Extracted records
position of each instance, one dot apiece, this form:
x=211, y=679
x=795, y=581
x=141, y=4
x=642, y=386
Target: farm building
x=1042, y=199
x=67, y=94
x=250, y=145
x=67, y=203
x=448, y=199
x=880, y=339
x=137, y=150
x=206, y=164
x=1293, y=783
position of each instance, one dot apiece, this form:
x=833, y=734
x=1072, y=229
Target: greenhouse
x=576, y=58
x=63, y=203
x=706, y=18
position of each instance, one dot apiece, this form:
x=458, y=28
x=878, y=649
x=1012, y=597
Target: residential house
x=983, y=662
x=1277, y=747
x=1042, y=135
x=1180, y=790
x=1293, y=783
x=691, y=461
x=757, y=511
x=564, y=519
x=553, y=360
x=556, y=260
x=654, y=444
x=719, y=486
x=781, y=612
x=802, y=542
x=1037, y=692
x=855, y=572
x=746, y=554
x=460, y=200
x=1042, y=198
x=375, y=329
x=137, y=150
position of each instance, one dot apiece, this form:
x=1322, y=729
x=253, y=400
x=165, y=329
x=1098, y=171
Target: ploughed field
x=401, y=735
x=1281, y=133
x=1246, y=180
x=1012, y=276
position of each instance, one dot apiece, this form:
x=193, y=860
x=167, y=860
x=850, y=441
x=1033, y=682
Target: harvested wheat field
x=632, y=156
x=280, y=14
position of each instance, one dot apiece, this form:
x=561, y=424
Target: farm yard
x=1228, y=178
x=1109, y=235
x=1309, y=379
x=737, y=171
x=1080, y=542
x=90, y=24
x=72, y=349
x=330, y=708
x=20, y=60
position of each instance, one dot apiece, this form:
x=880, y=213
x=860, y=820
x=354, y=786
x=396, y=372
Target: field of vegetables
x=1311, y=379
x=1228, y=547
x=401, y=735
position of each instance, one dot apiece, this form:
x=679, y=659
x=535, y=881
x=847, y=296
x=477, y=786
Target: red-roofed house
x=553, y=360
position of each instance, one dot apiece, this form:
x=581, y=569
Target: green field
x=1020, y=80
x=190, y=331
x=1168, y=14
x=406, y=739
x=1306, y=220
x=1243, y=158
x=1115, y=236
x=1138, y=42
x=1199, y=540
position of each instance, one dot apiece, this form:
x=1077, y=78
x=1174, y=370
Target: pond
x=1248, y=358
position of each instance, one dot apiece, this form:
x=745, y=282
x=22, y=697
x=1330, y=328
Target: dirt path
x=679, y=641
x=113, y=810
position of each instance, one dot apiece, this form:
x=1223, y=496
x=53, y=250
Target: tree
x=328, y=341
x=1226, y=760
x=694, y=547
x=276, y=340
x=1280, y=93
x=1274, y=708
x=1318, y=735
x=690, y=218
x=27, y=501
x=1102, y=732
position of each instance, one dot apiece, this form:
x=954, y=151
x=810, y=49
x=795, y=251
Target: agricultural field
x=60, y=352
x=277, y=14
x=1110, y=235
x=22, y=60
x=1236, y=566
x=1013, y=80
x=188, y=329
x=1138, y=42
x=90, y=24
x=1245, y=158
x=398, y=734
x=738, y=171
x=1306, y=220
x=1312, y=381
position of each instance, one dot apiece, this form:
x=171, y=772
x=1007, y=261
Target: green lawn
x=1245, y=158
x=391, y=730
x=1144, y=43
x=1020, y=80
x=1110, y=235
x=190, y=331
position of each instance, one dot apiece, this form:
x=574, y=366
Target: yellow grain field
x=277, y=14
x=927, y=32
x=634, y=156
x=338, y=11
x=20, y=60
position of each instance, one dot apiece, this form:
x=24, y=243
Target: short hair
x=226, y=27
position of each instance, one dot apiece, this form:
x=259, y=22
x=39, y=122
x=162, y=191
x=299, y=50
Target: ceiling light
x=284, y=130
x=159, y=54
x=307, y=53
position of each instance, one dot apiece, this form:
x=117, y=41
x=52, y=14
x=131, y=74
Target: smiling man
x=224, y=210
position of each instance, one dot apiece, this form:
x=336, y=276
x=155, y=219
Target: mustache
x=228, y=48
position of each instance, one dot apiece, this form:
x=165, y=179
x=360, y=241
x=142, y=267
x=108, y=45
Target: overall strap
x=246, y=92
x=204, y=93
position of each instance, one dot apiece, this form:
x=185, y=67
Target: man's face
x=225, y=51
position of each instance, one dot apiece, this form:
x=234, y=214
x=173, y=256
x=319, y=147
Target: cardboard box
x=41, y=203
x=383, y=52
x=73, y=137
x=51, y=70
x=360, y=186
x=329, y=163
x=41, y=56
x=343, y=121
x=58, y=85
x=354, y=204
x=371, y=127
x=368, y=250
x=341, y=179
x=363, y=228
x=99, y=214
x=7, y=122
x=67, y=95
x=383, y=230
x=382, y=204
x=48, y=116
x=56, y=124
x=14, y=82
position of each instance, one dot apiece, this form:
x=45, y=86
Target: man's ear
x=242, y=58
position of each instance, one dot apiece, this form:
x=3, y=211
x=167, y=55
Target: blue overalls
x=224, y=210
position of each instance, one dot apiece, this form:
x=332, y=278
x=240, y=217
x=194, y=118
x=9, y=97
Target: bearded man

Task: All entries must come back exactly as they were written.

Solution to the problem:
position of each instance, one dot apiece, this form:
x=211, y=679
x=795, y=581
x=141, y=4
x=642, y=386
Target: farm building
x=1042, y=199
x=67, y=94
x=250, y=145
x=67, y=203
x=448, y=199
x=880, y=339
x=137, y=150
x=206, y=164
x=1293, y=783
position of each instance, one dot apiece, this form:
x=833, y=734
x=1072, y=229
Target: greenhouse
x=576, y=58
x=63, y=203
x=706, y=18
position of each instance, one dot apiece, this form:
x=458, y=28
x=878, y=649
x=1012, y=597
Target: residential house
x=983, y=662
x=1277, y=747
x=1042, y=135
x=1180, y=790
x=1293, y=783
x=691, y=461
x=757, y=511
x=564, y=519
x=553, y=360
x=556, y=260
x=654, y=444
x=719, y=486
x=781, y=612
x=802, y=542
x=1037, y=692
x=855, y=572
x=746, y=554
x=460, y=200
x=1042, y=198
x=375, y=329
x=137, y=150
position of each instance, one dot apiece, this form:
x=1322, y=729
x=253, y=400
x=165, y=329
x=1098, y=171
Target: ploughed field
x=401, y=735
x=1281, y=133
x=1246, y=180
x=1012, y=276
position of each instance, one dot apiece, this form:
x=193, y=860
x=167, y=860
x=850, y=441
x=1033, y=682
Target: harvested wheat field
x=632, y=156
x=280, y=14
position of each instance, one dot apiece, this form:
x=561, y=424
Target: farm yard
x=1228, y=178
x=1109, y=235
x=1309, y=379
x=737, y=171
x=1080, y=542
x=90, y=24
x=72, y=349
x=330, y=708
x=20, y=60
position of each instance, one dot apiece, this form:
x=880, y=213
x=860, y=820
x=354, y=786
x=396, y=372
Target: field of vegetables
x=1311, y=379
x=1228, y=547
x=401, y=735
position of each instance, one dot apiece, this form:
x=679, y=659
x=535, y=881
x=847, y=296
x=477, y=786
Target: red-roofed house
x=553, y=360
position of each instance, one dot apiece, this form:
x=581, y=569
Target: green field
x=1020, y=80
x=190, y=331
x=1168, y=14
x=406, y=739
x=1306, y=220
x=1243, y=158
x=1115, y=236
x=1138, y=42
x=1199, y=540
position of each instance, one dot apiece, this form:
x=1077, y=78
x=1174, y=370
Target: pond
x=1248, y=358
position of each instance, one dot apiece, this form:
x=745, y=282
x=22, y=697
x=1330, y=328
Target: dirt path
x=679, y=641
x=113, y=810
position of each instance, one dot apiece, this form:
x=1223, y=496
x=53, y=250
Target: tree
x=328, y=341
x=1226, y=760
x=694, y=547
x=276, y=340
x=1280, y=93
x=1274, y=708
x=1318, y=735
x=690, y=218
x=27, y=501
x=1102, y=732
position of each instance, one dot apiece, this form:
x=954, y=151
x=810, y=49
x=795, y=251
Target: agricultural field
x=60, y=352
x=277, y=14
x=1110, y=235
x=22, y=60
x=1236, y=566
x=1013, y=80
x=188, y=329
x=1138, y=42
x=90, y=24
x=1245, y=158
x=398, y=734
x=738, y=171
x=1306, y=220
x=1312, y=381
position of each instance, one dot apiece, this form:
x=171, y=772
x=1007, y=261
Target: green lawn
x=1245, y=158
x=391, y=730
x=1144, y=43
x=1020, y=80
x=1110, y=235
x=190, y=331
position of each instance, one dot apiece, this form:
x=574, y=366
Target: yellow grain field
x=277, y=14
x=927, y=32
x=634, y=156
x=338, y=11
x=20, y=60
position of each instance, one dot apiece, this form:
x=24, y=243
Target: short hair
x=226, y=27
position of each instance, one dot apiece, this form:
x=259, y=22
x=39, y=122
x=162, y=191
x=299, y=50
Target: ceiling light
x=284, y=130
x=159, y=54
x=307, y=53
position of each instance, one dot apiece, this form:
x=117, y=41
x=52, y=14
x=131, y=74
Target: smiling man
x=224, y=210
position of each instance, one dot apiece, this form:
x=336, y=276
x=155, y=219
Target: mustache
x=228, y=48
position of each instance, one dot apiece, this form:
x=165, y=179
x=360, y=241
x=142, y=267
x=108, y=45
Target: overall strap
x=246, y=92
x=204, y=93
position of each instance, one dot apiece, this form:
x=185, y=67
Target: man's face
x=225, y=51
position of each instance, one dot apiece, this form:
x=234, y=214
x=173, y=256
x=319, y=147
Target: cardboard box
x=41, y=203
x=383, y=52
x=73, y=137
x=51, y=70
x=360, y=186
x=329, y=163
x=41, y=56
x=343, y=121
x=58, y=85
x=354, y=204
x=371, y=127
x=368, y=250
x=341, y=179
x=363, y=228
x=99, y=214
x=7, y=122
x=67, y=95
x=383, y=230
x=382, y=204
x=48, y=116
x=56, y=124
x=14, y=82
position of each instance, one dot apiece, this form:
x=45, y=86
Target: man's ear
x=242, y=58
position of each instance, one dot apiece, this form:
x=3, y=211
x=167, y=55
Target: blue overalls
x=224, y=210
position of each instance, one dot apiece, this form:
x=332, y=278
x=240, y=217
x=194, y=118
x=9, y=97
Target: bearded man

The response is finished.